# [Selection]

################

Saturday, October 16, 2004

541 Librarians, right and left, blogging

I APOLOGIZE FOR THE BLOGGING DRY SPELL. I just can't take my eyes off the polls and the political blogs right now. The fact is that nothing in American libraries is of any importance at all, when compared with keeping the White House away from John Kerry. Conservator

“. . . entering an Amtrak bathroom is like hermetically sealing yourself in a Tupperware lady's demo container full of boiled eggs she forgot in the trunk of her car: the waftey scent is stale, sweet and rotten. Even though I attempt to hold my breath throughout my bathroom visit, I had to breathe at some point so I was forced back to my seat.”
Vox Lauri

Helped patron make color copies of Cambodian money. It had to be double sided and look exactly like the real thing. Probably going to be doing time in a Cambodian prison for making fake 1000 Riel notes worth a quarter. Right Wing Librarian

Somewhere between the odds that I will have a child prodigy (250:1), and being audited by the IRS (100:1), is the chance that I might meet a fellow Republican librarian. Knowing this, lightning strikes and meteor showers seemed too scary to investigate.

################

# [Dataset]

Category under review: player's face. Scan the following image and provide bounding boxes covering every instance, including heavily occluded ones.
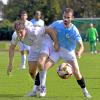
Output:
[35,13,41,20]
[21,14,28,21]
[63,12,73,26]
[16,29,26,40]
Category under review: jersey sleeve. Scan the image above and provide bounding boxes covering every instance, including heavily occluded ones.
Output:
[49,22,57,29]
[74,27,82,42]
[11,32,18,45]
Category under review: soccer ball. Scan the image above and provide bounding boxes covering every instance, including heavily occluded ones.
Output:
[57,63,73,79]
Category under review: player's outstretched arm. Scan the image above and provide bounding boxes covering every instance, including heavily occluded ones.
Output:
[76,41,84,58]
[45,27,59,51]
[7,44,16,75]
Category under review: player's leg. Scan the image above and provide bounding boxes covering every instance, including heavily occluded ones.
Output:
[20,50,26,69]
[60,48,91,98]
[26,49,40,96]
[68,60,91,98]
[26,61,40,96]
[18,42,26,69]
[90,41,93,54]
[93,41,97,54]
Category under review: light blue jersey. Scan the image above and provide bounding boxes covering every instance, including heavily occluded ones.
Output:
[31,19,44,27]
[50,20,82,51]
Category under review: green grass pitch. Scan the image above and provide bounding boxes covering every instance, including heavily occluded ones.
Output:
[0,51,100,100]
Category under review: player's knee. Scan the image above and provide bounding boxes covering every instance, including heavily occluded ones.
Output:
[38,62,44,71]
[29,71,35,79]
[74,71,82,80]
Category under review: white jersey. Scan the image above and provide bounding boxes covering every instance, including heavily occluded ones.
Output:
[14,20,33,51]
[11,26,45,49]
[31,19,53,46]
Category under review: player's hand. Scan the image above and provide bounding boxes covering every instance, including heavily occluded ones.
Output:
[76,51,81,58]
[54,42,59,51]
[7,65,12,75]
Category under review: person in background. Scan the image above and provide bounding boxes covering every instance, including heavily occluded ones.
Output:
[87,23,98,54]
[27,10,54,97]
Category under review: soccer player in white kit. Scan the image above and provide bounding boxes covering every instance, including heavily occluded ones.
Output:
[38,8,91,98]
[15,10,32,69]
[27,11,54,96]
[7,20,59,96]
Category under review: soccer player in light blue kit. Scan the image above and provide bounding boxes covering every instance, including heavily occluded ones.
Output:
[40,8,91,98]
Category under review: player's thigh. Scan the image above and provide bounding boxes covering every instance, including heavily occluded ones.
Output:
[44,58,55,70]
[68,60,82,80]
[28,61,37,75]
[38,53,48,66]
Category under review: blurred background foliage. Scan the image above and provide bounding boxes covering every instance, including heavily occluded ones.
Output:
[0,0,100,40]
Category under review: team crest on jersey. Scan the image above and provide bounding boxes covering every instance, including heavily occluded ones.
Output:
[66,33,70,39]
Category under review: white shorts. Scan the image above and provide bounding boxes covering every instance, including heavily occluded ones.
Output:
[50,48,76,63]
[28,40,54,61]
[18,42,30,51]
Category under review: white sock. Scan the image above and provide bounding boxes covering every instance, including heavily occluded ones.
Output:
[82,87,88,93]
[39,70,47,86]
[22,54,26,65]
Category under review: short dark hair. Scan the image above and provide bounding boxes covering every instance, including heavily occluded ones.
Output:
[19,10,27,17]
[14,20,25,31]
[64,8,74,14]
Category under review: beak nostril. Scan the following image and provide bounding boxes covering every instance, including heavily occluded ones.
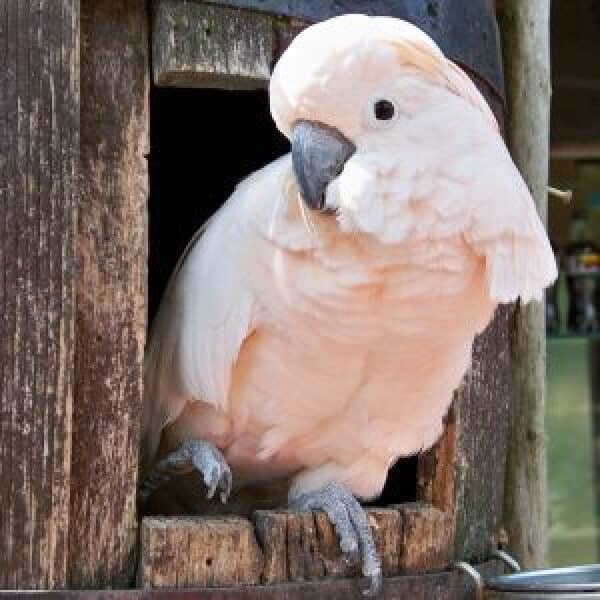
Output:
[292,121,356,213]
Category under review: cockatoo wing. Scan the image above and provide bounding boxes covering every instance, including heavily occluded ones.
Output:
[436,61,558,303]
[465,138,558,303]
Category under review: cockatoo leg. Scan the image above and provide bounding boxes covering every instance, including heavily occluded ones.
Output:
[138,440,232,504]
[289,483,383,597]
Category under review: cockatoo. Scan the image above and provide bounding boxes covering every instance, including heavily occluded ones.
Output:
[140,15,557,591]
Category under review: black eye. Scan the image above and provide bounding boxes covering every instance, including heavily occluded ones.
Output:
[374,100,396,121]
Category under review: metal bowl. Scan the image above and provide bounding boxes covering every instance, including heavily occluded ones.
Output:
[485,565,600,600]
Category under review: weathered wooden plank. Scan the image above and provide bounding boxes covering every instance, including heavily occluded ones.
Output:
[139,517,263,588]
[69,0,150,587]
[454,307,513,561]
[499,0,550,568]
[0,561,502,600]
[397,503,454,573]
[140,508,404,587]
[152,0,273,89]
[0,0,79,588]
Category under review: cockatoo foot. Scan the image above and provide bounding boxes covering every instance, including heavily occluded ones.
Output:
[289,483,383,597]
[138,440,232,504]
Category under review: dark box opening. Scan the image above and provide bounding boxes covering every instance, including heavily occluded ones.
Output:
[148,87,417,506]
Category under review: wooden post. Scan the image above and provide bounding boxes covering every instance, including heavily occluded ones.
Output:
[69,0,150,587]
[0,0,79,588]
[499,0,550,568]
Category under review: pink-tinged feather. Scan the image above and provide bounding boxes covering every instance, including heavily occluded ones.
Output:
[144,15,556,498]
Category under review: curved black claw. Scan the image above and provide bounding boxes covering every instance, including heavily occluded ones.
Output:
[289,483,383,598]
[138,440,233,504]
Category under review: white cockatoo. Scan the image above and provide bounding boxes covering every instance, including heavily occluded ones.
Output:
[140,15,557,590]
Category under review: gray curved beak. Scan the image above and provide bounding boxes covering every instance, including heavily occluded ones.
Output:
[292,121,356,210]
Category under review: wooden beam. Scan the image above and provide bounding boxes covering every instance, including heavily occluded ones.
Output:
[152,0,273,89]
[139,504,460,588]
[0,0,79,588]
[499,0,550,568]
[0,560,502,600]
[69,0,150,587]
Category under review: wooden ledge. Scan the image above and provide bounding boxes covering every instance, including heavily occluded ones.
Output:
[138,504,453,589]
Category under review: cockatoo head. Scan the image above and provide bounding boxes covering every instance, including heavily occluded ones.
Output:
[270,15,497,242]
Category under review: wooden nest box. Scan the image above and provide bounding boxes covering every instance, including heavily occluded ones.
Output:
[0,0,548,598]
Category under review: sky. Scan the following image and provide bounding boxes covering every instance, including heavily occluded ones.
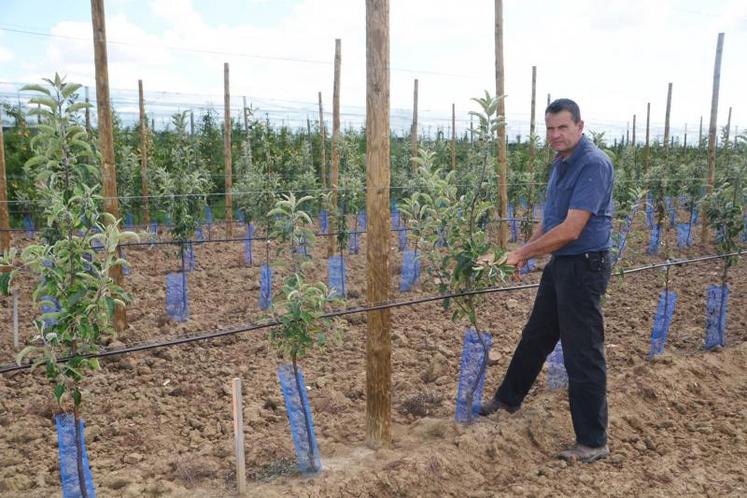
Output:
[0,0,747,139]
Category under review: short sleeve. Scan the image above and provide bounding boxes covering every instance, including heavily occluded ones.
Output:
[568,160,612,215]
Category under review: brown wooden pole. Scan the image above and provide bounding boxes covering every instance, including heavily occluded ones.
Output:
[410,78,418,171]
[451,102,456,171]
[137,80,150,226]
[91,0,127,333]
[700,33,724,245]
[319,92,327,191]
[527,66,537,203]
[366,0,392,448]
[86,87,91,135]
[0,107,10,253]
[223,62,233,238]
[664,83,672,155]
[495,0,508,249]
[327,38,342,256]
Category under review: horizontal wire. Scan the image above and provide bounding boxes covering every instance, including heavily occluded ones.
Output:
[0,250,747,374]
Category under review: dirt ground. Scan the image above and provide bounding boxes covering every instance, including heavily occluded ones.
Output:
[0,220,747,497]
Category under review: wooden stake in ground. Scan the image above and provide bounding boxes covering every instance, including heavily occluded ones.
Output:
[664,83,672,157]
[137,80,150,226]
[451,103,456,171]
[700,33,724,245]
[231,377,246,496]
[495,0,508,249]
[327,38,342,256]
[410,78,418,175]
[527,66,537,206]
[223,62,233,238]
[0,108,10,253]
[91,0,127,334]
[366,0,392,448]
[319,92,327,191]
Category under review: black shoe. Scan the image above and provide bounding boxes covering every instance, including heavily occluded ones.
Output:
[480,397,519,417]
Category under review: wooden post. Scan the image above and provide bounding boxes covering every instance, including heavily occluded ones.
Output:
[319,92,327,191]
[410,78,418,171]
[527,66,537,203]
[91,0,127,334]
[0,107,10,254]
[223,62,233,239]
[366,0,392,448]
[86,87,91,135]
[664,83,672,156]
[643,102,651,174]
[495,0,508,249]
[231,377,246,496]
[700,33,724,245]
[137,80,150,226]
[451,102,456,171]
[327,38,342,256]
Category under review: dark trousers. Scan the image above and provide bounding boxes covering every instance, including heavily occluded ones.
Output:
[495,251,610,448]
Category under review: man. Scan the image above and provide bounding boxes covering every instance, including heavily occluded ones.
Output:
[480,99,614,462]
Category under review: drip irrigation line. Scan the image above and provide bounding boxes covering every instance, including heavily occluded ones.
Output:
[0,250,747,375]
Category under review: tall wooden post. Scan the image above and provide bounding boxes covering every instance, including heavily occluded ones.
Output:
[319,92,327,191]
[91,0,127,333]
[327,38,342,256]
[451,102,456,171]
[643,102,651,174]
[664,83,672,156]
[527,66,537,203]
[86,87,91,135]
[410,78,418,171]
[223,62,233,238]
[0,107,10,256]
[700,33,724,245]
[366,0,392,448]
[495,0,508,249]
[137,80,150,226]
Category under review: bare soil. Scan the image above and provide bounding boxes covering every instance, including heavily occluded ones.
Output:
[0,220,747,497]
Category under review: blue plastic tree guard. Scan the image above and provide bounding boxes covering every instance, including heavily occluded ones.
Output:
[319,209,329,235]
[23,213,34,237]
[40,296,62,328]
[705,285,729,351]
[166,272,189,322]
[244,223,254,266]
[397,226,407,251]
[455,328,493,424]
[519,258,537,275]
[677,223,693,247]
[183,243,195,271]
[547,341,568,390]
[259,263,272,310]
[277,365,322,475]
[327,255,347,299]
[648,291,677,358]
[646,225,661,254]
[399,250,420,292]
[54,413,96,498]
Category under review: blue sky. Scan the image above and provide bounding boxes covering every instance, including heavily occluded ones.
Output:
[0,0,747,140]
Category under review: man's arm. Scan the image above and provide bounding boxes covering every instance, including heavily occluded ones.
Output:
[506,209,591,268]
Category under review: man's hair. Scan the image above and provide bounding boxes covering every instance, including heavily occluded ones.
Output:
[545,99,581,124]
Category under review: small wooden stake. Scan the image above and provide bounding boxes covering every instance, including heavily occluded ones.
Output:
[231,377,246,495]
[223,62,233,238]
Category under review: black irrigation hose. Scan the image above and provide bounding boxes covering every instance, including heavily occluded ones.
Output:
[0,250,747,374]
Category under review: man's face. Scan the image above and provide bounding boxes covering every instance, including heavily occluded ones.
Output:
[545,111,584,157]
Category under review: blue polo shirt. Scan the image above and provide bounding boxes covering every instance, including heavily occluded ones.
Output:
[542,135,615,256]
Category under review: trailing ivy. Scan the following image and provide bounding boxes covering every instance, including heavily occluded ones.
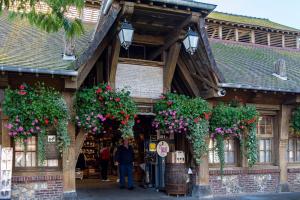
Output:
[210,103,258,174]
[2,83,70,164]
[153,93,211,164]
[75,84,137,138]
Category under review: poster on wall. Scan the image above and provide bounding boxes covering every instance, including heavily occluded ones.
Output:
[116,63,163,99]
[0,147,13,199]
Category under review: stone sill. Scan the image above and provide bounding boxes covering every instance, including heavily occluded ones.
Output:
[209,166,280,175]
[12,172,63,183]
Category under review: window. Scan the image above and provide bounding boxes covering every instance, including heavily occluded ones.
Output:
[257,116,274,163]
[209,139,237,164]
[14,137,59,168]
[287,138,300,162]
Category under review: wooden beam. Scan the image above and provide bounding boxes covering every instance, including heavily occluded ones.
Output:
[133,33,165,46]
[177,57,200,96]
[149,15,193,60]
[109,38,120,88]
[164,42,181,92]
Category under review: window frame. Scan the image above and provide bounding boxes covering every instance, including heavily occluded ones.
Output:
[208,138,240,168]
[12,136,62,172]
[256,114,276,165]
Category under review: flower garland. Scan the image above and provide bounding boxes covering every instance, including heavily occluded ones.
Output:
[75,84,138,137]
[152,93,211,164]
[3,83,70,164]
[210,104,258,173]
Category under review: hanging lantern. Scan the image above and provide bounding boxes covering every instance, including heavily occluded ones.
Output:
[118,19,134,49]
[183,27,199,55]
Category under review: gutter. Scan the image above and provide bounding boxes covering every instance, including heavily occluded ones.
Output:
[218,83,300,93]
[151,0,217,12]
[0,66,78,77]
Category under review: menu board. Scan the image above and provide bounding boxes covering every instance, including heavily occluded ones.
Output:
[0,147,13,199]
[116,63,163,99]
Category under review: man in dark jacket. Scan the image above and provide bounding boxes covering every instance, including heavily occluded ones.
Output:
[116,139,134,190]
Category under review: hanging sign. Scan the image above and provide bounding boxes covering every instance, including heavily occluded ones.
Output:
[0,147,13,199]
[156,141,170,157]
[149,142,156,152]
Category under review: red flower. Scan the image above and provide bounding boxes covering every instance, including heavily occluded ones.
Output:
[106,85,112,91]
[96,88,102,94]
[19,85,25,90]
[18,90,27,96]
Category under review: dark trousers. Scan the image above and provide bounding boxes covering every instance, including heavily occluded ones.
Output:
[119,164,133,188]
[101,160,108,180]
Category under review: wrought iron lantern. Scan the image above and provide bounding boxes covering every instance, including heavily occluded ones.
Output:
[118,19,134,49]
[183,27,199,55]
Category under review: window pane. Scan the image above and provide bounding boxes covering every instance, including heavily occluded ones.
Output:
[266,151,271,162]
[15,152,25,167]
[259,140,265,151]
[48,160,58,167]
[259,151,265,162]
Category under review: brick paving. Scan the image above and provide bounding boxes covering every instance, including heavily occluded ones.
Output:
[77,179,300,200]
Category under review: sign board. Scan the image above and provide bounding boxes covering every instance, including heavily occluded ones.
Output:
[116,63,163,99]
[0,147,13,199]
[156,141,170,157]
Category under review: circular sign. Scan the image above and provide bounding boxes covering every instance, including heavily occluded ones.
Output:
[156,141,170,157]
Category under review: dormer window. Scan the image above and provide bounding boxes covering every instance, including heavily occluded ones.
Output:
[272,59,287,81]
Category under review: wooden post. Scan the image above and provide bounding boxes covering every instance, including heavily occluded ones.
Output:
[277,105,292,192]
[234,28,239,42]
[62,92,77,199]
[192,141,212,199]
[281,34,285,47]
[251,30,255,44]
[267,33,271,46]
[218,25,223,40]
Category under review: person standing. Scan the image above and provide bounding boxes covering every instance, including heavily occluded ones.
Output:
[100,143,110,181]
[116,139,134,190]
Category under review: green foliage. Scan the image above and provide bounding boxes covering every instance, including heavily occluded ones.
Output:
[75,84,137,137]
[0,0,84,38]
[153,93,211,164]
[291,107,300,135]
[210,103,258,173]
[2,83,70,162]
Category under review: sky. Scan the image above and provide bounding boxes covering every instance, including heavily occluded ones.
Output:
[199,0,300,29]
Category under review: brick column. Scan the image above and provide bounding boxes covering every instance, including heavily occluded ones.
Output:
[275,105,292,192]
[63,92,77,199]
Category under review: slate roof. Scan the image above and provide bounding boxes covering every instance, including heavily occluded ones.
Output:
[208,12,300,32]
[210,39,300,93]
[0,15,95,74]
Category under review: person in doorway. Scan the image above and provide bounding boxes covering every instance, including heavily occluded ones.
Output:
[116,139,134,190]
[100,143,110,181]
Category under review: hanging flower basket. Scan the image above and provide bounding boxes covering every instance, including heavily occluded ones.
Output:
[3,83,70,164]
[75,84,138,137]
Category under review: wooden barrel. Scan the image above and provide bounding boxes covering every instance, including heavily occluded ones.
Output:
[165,163,187,195]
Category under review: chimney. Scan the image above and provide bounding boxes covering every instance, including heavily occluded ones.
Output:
[63,35,76,61]
[272,59,287,80]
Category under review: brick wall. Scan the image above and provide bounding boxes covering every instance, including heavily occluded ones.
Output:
[209,169,280,195]
[12,175,63,200]
[288,169,300,192]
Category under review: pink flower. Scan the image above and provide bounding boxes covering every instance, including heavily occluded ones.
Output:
[6,124,13,130]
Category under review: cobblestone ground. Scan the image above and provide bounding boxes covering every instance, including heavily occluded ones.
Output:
[77,179,300,200]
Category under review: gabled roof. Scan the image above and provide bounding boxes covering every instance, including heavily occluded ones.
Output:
[208,12,300,32]
[210,39,300,93]
[0,15,95,75]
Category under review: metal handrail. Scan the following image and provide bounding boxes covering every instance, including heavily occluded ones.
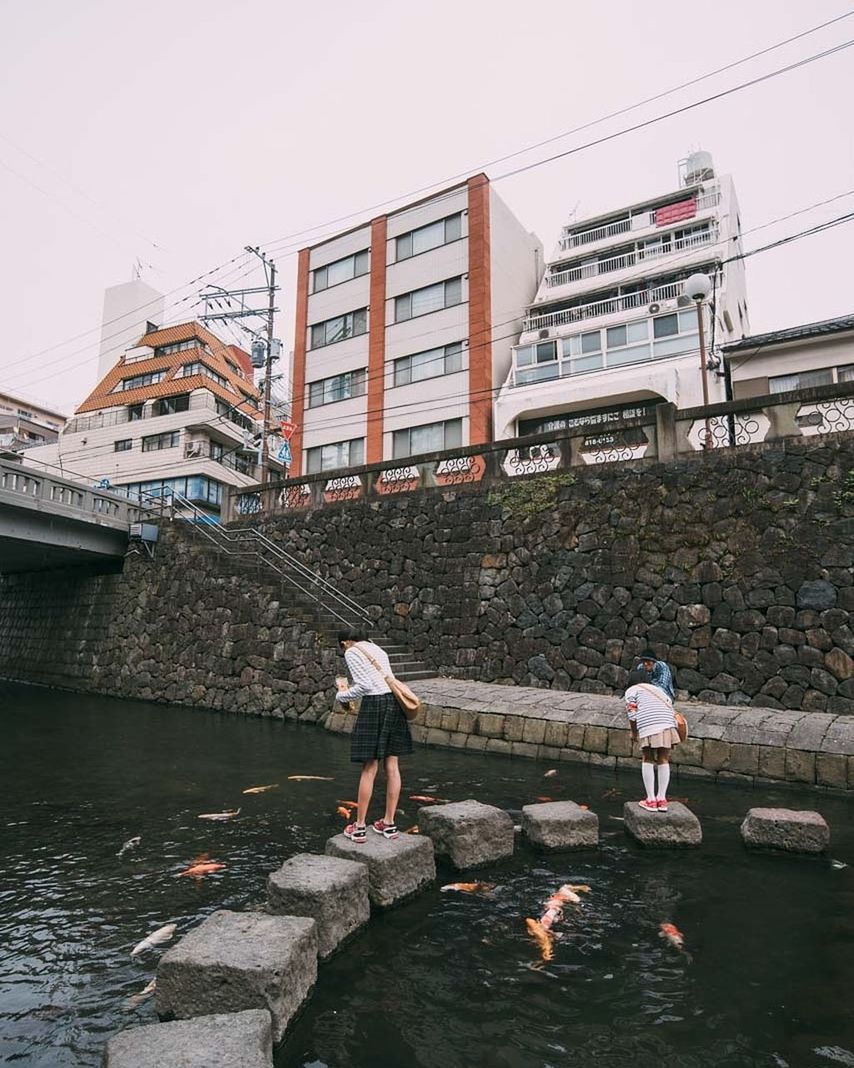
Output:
[171,490,374,627]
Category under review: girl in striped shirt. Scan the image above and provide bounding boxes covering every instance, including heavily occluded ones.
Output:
[626,682,679,812]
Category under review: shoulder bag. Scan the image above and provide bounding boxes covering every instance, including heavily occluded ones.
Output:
[635,682,687,741]
[353,645,422,720]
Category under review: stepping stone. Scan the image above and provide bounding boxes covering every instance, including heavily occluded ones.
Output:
[267,853,370,960]
[741,808,831,853]
[104,1008,273,1068]
[418,800,513,868]
[155,909,317,1042]
[326,828,436,909]
[522,801,599,849]
[622,801,702,849]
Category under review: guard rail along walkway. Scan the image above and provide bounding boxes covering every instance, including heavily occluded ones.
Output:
[223,381,854,522]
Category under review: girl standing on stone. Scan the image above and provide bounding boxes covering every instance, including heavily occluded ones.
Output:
[626,682,679,812]
[337,629,412,845]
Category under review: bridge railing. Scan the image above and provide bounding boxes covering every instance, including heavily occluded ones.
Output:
[222,381,854,522]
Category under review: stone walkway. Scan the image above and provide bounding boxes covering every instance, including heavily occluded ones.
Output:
[327,678,854,790]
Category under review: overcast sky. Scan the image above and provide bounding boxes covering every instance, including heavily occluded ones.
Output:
[0,0,854,411]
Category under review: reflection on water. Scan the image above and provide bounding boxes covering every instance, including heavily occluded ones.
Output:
[0,685,854,1068]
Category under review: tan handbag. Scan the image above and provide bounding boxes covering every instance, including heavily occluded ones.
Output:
[353,644,422,720]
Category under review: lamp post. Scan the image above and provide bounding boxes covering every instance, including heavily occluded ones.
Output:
[683,274,712,449]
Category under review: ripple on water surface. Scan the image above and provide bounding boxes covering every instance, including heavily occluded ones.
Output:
[0,687,854,1068]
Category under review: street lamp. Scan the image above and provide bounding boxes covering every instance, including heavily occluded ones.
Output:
[683,274,712,449]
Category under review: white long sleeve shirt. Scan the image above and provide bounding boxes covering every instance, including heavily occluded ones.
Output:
[335,642,394,702]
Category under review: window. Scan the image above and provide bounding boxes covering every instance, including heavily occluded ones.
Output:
[395,213,462,260]
[392,419,462,459]
[312,308,367,348]
[142,430,180,453]
[309,367,367,408]
[154,393,190,415]
[113,371,167,393]
[768,367,832,393]
[394,277,462,323]
[312,249,370,293]
[394,341,462,386]
[305,438,365,474]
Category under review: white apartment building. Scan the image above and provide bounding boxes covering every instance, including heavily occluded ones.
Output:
[494,152,748,438]
[27,323,281,514]
[291,174,542,473]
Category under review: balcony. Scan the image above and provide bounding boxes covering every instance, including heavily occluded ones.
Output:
[559,189,721,252]
[544,226,717,289]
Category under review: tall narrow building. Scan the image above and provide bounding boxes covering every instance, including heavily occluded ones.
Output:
[291,174,542,474]
[494,152,748,438]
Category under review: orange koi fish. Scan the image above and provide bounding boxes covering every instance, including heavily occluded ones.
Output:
[442,882,495,894]
[525,917,554,960]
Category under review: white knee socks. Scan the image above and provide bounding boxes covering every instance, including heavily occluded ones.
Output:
[641,760,655,801]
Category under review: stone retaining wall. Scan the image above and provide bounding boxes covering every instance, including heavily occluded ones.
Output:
[327,679,854,790]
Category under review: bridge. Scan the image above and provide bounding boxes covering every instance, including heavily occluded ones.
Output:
[0,454,144,575]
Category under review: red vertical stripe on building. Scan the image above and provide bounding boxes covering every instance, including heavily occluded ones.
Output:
[468,174,492,445]
[288,249,312,474]
[365,215,389,464]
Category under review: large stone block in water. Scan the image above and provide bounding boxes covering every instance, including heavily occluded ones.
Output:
[326,829,436,909]
[155,909,317,1042]
[267,853,370,960]
[104,1009,273,1068]
[741,808,831,853]
[622,801,702,849]
[522,801,599,849]
[418,800,513,868]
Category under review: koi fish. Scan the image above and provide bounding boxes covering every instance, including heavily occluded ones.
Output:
[115,834,142,857]
[441,882,495,894]
[130,924,178,957]
[525,916,554,960]
[124,979,157,1012]
[197,808,240,821]
[659,924,685,949]
[177,861,225,879]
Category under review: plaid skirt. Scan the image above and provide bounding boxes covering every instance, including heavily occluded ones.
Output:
[350,693,412,764]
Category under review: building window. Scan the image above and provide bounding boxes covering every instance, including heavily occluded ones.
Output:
[312,249,370,293]
[113,371,167,393]
[394,277,462,323]
[392,419,462,459]
[142,430,180,453]
[309,367,367,408]
[768,367,832,393]
[305,438,365,474]
[395,213,462,260]
[312,308,367,348]
[394,341,462,386]
[154,393,190,415]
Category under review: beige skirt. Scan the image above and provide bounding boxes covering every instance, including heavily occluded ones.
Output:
[639,727,679,749]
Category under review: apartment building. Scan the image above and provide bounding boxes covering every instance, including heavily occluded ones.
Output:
[28,323,281,513]
[494,152,748,438]
[0,393,67,452]
[724,315,854,401]
[291,174,542,473]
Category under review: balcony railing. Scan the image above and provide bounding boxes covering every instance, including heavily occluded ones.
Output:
[560,189,721,252]
[545,229,717,288]
[522,281,685,331]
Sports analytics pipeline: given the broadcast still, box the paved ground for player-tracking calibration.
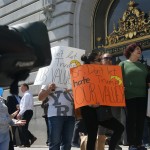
[15,145,128,150]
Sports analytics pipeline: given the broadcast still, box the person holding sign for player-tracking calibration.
[81,52,124,150]
[38,84,75,150]
[81,52,101,150]
[98,53,124,150]
[119,43,150,150]
[0,97,26,150]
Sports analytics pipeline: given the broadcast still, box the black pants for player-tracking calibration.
[81,106,98,150]
[81,106,124,150]
[72,119,86,144]
[44,116,50,144]
[126,98,147,146]
[99,117,124,150]
[22,110,34,145]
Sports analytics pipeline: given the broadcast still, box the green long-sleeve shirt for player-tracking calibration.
[119,60,148,99]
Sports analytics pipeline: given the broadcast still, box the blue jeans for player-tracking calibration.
[48,116,75,150]
[0,130,10,150]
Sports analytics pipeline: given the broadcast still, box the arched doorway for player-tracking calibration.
[94,0,150,66]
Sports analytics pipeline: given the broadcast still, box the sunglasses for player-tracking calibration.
[101,57,113,61]
[94,58,101,62]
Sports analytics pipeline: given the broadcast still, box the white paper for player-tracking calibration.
[34,46,85,88]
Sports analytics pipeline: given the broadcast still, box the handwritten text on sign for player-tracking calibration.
[34,46,85,88]
[70,64,125,108]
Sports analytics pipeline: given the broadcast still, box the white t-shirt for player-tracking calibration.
[41,85,74,117]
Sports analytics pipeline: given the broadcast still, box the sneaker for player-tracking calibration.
[129,145,138,150]
[30,137,37,145]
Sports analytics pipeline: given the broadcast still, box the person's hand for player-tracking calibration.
[15,120,26,126]
[10,110,19,118]
[65,89,72,93]
[17,114,21,120]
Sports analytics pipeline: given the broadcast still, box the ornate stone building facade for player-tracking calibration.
[0,0,150,144]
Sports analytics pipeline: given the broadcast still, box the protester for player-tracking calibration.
[17,83,37,147]
[38,83,75,150]
[0,97,26,150]
[100,53,124,150]
[81,52,124,150]
[119,43,149,150]
[81,52,101,150]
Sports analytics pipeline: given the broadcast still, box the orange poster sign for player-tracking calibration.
[70,64,125,108]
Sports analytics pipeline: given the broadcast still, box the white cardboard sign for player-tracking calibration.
[34,46,85,88]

################

# [Written problem A]
In the blog post, condense the paragraph beginning "Somewhere between the odds" into a single shorter sentence that keeps its main facts.
# [Written problem B]
Rewrite the part of the blog post that begins at the words "Helped patron make" and ends after "scary to investigate.", substituting "library visitor" for "patron".

# [Written reply A]
The writer ranks the chance of meeting another Republican librarian between the odds of having a child prodigy (250:1) and of an IRS audit (100:1), and found the odds of lightning strikes and meteor showers too scary to investigate.

# [Written reply B]
Helped library visitor make color copies of Cambodian money. It had to be double sided and look exactly like the real thing. Probably going to be doing time in a Cambodian prison for making fake 1000 Riel notes worth a quarter. Right Wing Librarian

Somewhere between the odds that I will have a child prodigy (250:1), and being audited by the IRS (100:1), is the chance that I might meet a fellow Republican librarian. Knowing this, lightning strikes and meteor showers seemed too scary to investigate.